(A run of lines)
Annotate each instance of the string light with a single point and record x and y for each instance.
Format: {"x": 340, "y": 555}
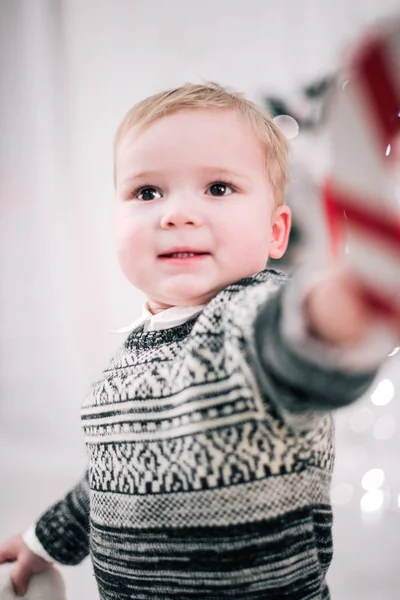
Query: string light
{"x": 373, "y": 479}
{"x": 383, "y": 393}
{"x": 394, "y": 351}
{"x": 372, "y": 501}
{"x": 288, "y": 125}
{"x": 384, "y": 428}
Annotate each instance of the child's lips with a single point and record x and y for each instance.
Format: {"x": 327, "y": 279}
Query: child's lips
{"x": 180, "y": 258}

## SET EXERCISE:
Put these lines into a numbered list, skipping any blank lines and leaving out the pictures.

## EXERCISE RESPONSE:
1. Annotate each instance of the string light with a single point and record x and y for each instance.
2. Format: {"x": 340, "y": 555}
3. Query: string light
4. {"x": 373, "y": 479}
5. {"x": 383, "y": 393}
6. {"x": 394, "y": 351}
7. {"x": 372, "y": 501}
8. {"x": 288, "y": 125}
9. {"x": 384, "y": 428}
10. Annotate each instance of the child's lips with a single point and record x and y for each instance.
11. Format: {"x": 327, "y": 279}
12. Query: child's lips
13. {"x": 180, "y": 258}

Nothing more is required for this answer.